PROBLEMA
Riscrivi come elenco numerato le righe che vanno da quella con "of the country" fino a quella con "column 241, row 323", inclusa, tralasciando le righe vuote.

DATI FORNITI
# # # # #
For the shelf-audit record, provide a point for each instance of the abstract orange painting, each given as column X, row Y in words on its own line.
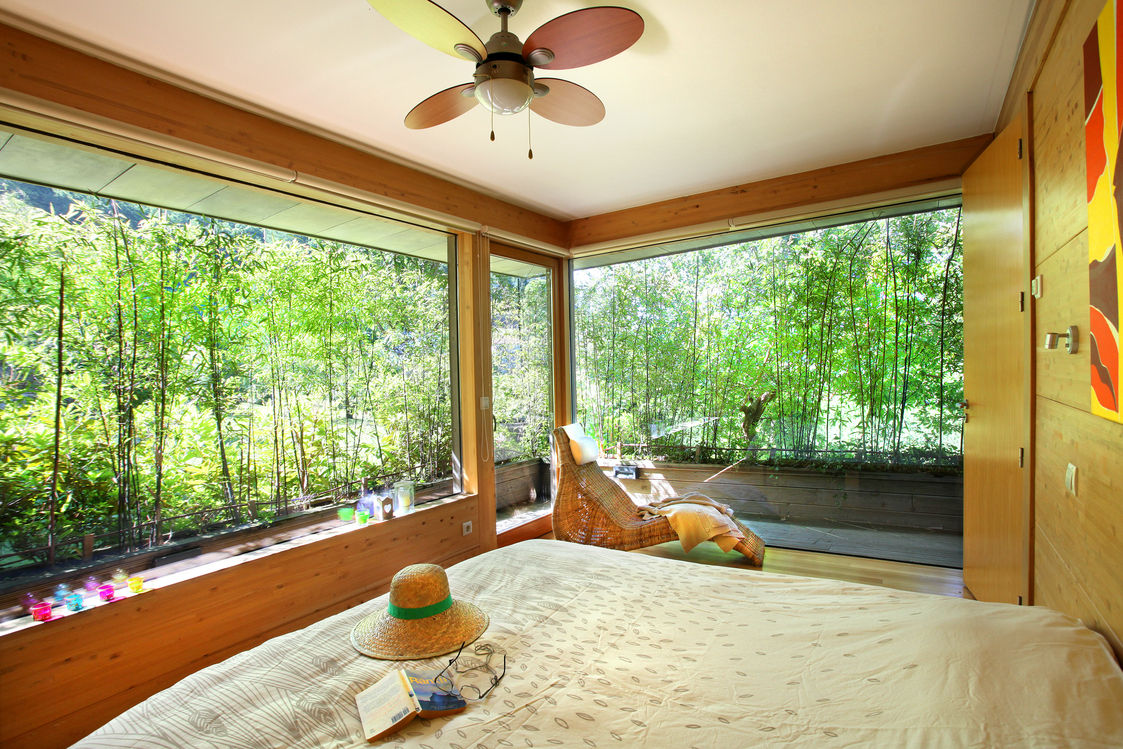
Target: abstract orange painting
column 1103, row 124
# # # # #
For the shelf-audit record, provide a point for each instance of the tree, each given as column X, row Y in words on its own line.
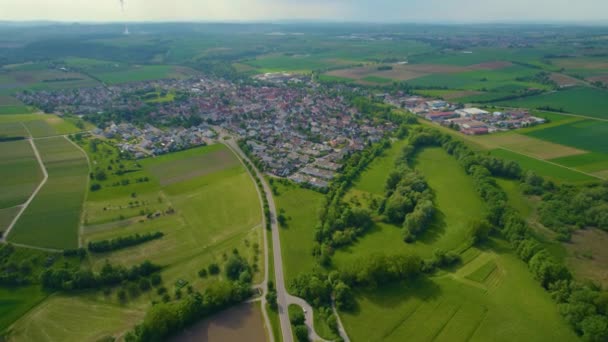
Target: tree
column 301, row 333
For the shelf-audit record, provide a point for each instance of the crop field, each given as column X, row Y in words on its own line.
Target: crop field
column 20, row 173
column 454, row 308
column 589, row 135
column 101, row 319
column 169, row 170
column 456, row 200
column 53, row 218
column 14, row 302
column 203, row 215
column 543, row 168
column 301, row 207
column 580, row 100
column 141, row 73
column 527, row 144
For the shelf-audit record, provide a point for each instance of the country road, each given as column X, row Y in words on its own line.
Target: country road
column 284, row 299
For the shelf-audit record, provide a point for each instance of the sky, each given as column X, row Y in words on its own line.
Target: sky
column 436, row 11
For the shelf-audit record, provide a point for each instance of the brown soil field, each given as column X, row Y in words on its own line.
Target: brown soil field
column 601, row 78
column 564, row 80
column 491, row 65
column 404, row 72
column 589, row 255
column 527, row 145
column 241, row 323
# # # # #
SOLUZIONE QUI SOTTO
1. For the shelf-audit record, provide a point for each instance of the country road, each given as column X, row Y in words on its own line.
2. Target: country road
3. column 284, row 299
4. For the shelf-audit record, provide a point for each instance of the sky, each given as column X, row Y in words on its own line.
5. Target: sky
6. column 436, row 11
7. For the shelf-audit record, provide a point for each instance of the brown soil field, each given as column X, row Y in words on its own line.
8. Target: brown soil field
9. column 601, row 78
10. column 564, row 80
11. column 491, row 65
12. column 404, row 72
13. column 589, row 255
14. column 527, row 145
15. column 241, row 323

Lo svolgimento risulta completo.